_Given request 1_
Duplicate the part of the Census API guide below that opens with the words containing "- Decennial Census" and closes with "for data queries.".

_Article_
★ ★ ★ ★ ★ ★ ★

When to use this skill
When the user asks for official US demographic, economic, or housing statistics — population counts, income, poverty rates, educational attainment, employment by industry — at any geographic scale from national down to state, county, or census tract. This is the authoritative source: it is the data, not a wrapper. For questions about a specific US county, state, or congressional district, no substitute exists. For recent trends (last few months), this is the wrong skill — Census data lags 1–2 years (ACS 5-year estimates cover a rolling window; the Decennial runs every 10 years). For non-US statistics, this is also the wrong skill.
Your best first call
curl "https://api.census.gov/data/2022/acs/acs5?get=NAME,B01001_001E&for=county:003&in=state:06"
No auth required for up to 500 requests/day per IP. Register at the Census Developer Portal to remove the cap.
This fetches the total population of Alpine County, California — the least populous county in CA (population 1,515) — from the ACS 5-Year Estimates. The URL pattern is https://api.census.gov/data/{year}/{dataset}?get={variables}&for={geography}&in={parent_geography}.
The response is a 2D array: row 0 is headers, rows 1+ are data, all values as strings:
[
["NAME", "B01001_001E", "state", "county"],
["Alpine County, California", "1515", "06", "003"]
]
Key fields an agent uses:
- NAME — human-readable geographic label (e.g. "Alpine County, California")
- Variable columns like B01001_001E — the requested estimates. E suffix means estimate; M means margin of error. Variable codes are dataset-specific and opaque (ACS5 has 27,000+ of them).
- state, county, tract — FIPS geography codes, always zero-padded strings, not names.
Fallbacks (when the best call isn't enough)
- Decennial Census hard counts →
/data/2020/dec/pl with P1_001N for the legally binding apportionment population. Use when the user wants the official 2020 count, not an estimate.
- Employment by industry →
/data/2022/cbp with EMP and NAICS2017=00 for all-industries total, or a 2-digit NAICS code like 62 for health care. CBP counts paid employees only — sole proprietors and gig workers are in the separate nonemp dataset at /data/2022/nonemp.
- Variable discovery →
/{year}/{dataset}/groups.json lists table names; /{year}/{dataset}/variables.json lists every variable. Use these when you don't know the right variable code yet.
Pitfalls
- Parse the 2D array explicitly. Row 0 is headers, not data. Map each data row with
dict(zip(response[0], row)) — the API never returns named JSON objects for data queries.

★ ★ ★ ★ ★ ★ ★

_Extracted information_

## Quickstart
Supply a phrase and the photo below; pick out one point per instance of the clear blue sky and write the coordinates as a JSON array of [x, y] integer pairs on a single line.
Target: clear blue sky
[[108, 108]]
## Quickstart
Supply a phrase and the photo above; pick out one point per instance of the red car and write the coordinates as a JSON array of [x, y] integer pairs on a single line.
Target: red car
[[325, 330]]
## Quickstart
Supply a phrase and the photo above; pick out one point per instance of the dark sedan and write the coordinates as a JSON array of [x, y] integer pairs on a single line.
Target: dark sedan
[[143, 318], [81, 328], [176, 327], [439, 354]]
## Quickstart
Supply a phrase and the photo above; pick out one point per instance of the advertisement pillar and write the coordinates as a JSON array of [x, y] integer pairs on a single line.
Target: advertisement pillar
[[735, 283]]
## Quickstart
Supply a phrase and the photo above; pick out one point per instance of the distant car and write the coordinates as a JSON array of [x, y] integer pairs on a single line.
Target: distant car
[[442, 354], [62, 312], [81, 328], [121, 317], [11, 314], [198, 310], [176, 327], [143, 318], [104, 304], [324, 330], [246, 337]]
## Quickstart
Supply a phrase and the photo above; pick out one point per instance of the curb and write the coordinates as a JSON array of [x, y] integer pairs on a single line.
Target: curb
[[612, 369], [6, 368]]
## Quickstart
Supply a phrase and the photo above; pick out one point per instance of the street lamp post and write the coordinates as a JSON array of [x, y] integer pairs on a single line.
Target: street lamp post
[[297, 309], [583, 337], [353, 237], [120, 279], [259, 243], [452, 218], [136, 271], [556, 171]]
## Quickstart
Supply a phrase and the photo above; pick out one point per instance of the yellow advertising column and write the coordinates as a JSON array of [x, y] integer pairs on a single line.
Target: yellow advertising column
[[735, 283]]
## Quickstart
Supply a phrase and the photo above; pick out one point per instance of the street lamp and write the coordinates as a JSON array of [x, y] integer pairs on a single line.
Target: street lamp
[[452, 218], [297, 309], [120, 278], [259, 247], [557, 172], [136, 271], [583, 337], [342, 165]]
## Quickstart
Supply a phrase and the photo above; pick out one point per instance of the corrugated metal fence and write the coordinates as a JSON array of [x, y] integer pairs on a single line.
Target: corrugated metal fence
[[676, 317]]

★ ★ ★ ★ ★ ★ ★

_Given request 2_
Gather every line of the rows above that contains the word "dark", and copy each one unchanged.

_Worked answer 1_
- Decennial Census hard counts →
/data/2020/dec/pl with P1_001N for the legally binding apportionment population. Use when the user wants the official 2020 count, not an estimate.
- Employment by industry →
/data/2022/cbp with EMP and NAICS2017=00 for all-industries total, or a 2-digit NAICS code like 62 for health care. CBP counts paid employees only — sole proprietors and gig workers are in the separate nonemp dataset at /data/2022/nonemp.
- Variable discovery →
/{year}/{dataset}/groups.json lists table names; /{year}/{dataset}/variables.json lists every variable. Use these when you don't know the right variable code yet.
Pitfalls
- Parse the 2D array explicitly. Row 0 is headers, not data. Map each data row with
dict(zip(response[0], row)) — the API never returns named JSON objects for data queries.

_Worked answer 2_
Supply a phrase and the photo above; pick out one point per instance of the dark sedan and write the coordinates as a JSON array of [x, y] integer pairs on a single line.
Target: dark sedan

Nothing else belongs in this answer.